Exercise goal: Write out each of the rows below verbatim, omitting the pictures from your answer.

(Collected data rows)
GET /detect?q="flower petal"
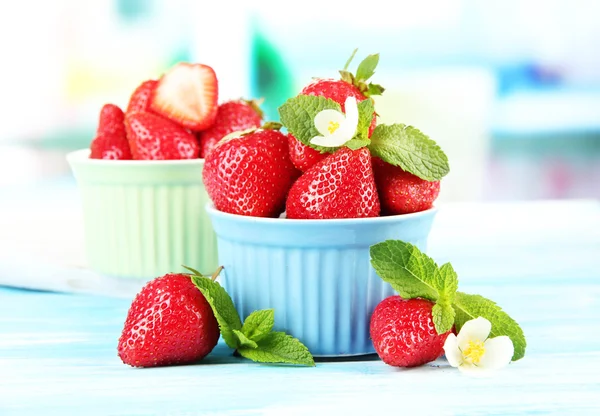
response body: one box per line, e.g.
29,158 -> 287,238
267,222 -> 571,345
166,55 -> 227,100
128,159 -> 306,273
479,335 -> 515,370
458,363 -> 494,377
444,334 -> 463,367
315,109 -> 346,137
457,316 -> 492,351
344,97 -> 358,132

Answer in full:
GET /detect?q="flower petal"
response body: one box per line, e.g.
29,158 -> 287,238
267,222 -> 571,345
166,55 -> 227,100
128,159 -> 306,273
479,335 -> 515,370
458,363 -> 494,377
444,334 -> 463,367
315,109 -> 346,137
457,316 -> 492,351
344,97 -> 358,132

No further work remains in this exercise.